## The tasks
1 > Reproduce the stretch of the Pruitt-Igoe screening post from "I’ve actually screened" through "in Oklahoma City.".
2 > In the Pruitt-Igoe screening post, what time and place does the writer give for the event?
3 > In the Pruitt-Igoe screening post, why can the writer vouch for the film, and what does the writer say it shows?

Join Me Saturday at the Oklahoma City Museum of Art

I’ve actually screened the Pruitt-Igoe film now, and I can vouch that it’s a great look at the failure of best intended efforts to improve housing in the urban core. And there are definitely some ties to our own history. I’ll be following the documentary with a 30-minuite conversation with James Williams, a designer/developer active in the JFK neighborhood just east of downtown Oklahoma City – a neighborhood very different from the one in which he was born.
And then there’s Leonard Bentin, former head of Urban League who has a story of how the local black community reacted the prospect of a Pruitt-Igoe development being built in Oklahoma City.
Here’s more about the film – I hope I see you tomorrow at 5:30 p.m. at the Oklahoma City Museum of Art!

## Stored records

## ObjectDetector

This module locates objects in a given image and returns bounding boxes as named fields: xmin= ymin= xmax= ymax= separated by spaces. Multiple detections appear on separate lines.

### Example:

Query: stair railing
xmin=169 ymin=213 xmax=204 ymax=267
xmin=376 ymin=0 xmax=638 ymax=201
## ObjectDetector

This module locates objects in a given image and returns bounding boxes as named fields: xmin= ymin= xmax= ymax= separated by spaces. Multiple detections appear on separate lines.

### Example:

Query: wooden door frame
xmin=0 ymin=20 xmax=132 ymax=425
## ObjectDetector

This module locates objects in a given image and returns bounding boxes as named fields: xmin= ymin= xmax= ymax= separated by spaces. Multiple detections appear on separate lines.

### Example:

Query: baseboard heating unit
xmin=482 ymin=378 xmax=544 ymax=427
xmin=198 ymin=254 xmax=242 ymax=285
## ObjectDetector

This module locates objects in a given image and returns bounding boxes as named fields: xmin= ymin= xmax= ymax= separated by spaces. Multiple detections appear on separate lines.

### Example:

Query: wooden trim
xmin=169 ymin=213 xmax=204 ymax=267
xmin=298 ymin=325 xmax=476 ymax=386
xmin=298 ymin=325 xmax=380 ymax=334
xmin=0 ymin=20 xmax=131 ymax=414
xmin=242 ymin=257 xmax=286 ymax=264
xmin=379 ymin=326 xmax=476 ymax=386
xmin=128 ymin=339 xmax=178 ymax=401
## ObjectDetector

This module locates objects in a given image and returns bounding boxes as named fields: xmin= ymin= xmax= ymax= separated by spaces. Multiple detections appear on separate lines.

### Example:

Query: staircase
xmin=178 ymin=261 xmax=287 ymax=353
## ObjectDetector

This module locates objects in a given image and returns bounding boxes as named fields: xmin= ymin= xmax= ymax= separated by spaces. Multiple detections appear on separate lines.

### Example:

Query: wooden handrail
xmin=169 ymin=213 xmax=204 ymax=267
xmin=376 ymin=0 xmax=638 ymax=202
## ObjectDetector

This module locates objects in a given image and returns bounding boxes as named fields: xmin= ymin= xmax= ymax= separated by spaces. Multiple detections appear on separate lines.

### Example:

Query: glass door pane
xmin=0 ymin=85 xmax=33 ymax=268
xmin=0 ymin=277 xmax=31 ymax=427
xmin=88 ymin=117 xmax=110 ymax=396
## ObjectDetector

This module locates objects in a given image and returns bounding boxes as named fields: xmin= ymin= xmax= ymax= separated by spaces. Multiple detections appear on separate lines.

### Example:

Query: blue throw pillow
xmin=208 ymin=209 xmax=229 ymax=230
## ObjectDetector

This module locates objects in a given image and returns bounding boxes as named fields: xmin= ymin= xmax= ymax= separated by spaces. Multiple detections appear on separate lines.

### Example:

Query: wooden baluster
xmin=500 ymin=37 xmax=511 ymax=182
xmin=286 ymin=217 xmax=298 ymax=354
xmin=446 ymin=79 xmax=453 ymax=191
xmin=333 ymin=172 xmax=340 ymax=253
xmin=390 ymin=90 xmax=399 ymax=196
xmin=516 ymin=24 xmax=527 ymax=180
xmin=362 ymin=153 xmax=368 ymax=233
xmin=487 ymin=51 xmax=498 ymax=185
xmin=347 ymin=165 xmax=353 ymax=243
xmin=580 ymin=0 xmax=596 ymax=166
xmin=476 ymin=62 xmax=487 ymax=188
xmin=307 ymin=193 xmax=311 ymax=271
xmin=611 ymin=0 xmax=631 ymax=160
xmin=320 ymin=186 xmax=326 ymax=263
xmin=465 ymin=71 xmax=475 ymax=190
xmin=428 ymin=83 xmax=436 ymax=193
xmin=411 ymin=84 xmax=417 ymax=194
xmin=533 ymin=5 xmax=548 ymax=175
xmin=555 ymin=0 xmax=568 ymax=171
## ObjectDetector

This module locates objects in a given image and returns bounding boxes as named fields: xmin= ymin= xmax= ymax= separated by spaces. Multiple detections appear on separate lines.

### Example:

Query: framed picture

## Expected results
1 >
I’ve actually screened the Pruitt-Igoe film now, and I can vouch that it’s a great look at the failure of best intended efforts to improve housing in the urban core. And there are definitely some ties to our own history. I’ll be following the documentary with a 30-minuite conversation with James Williams, a designer/developer active in the JFK neighborhood just east of downtown Oklahoma City – a neighborhood very different from the one in which he was born.
And then there’s Leonard Bentin, former head of Urban League who has a story of how the local black community reacted the prospect of a Pruitt-Igoe development being built in Oklahoma City.

2 > 5:30 p.m. at the Oklahoma City Museum of Art.

3 > The writer has already screened the film. It is a great look at the failure of well-intended efforts to improve housing in the urban core.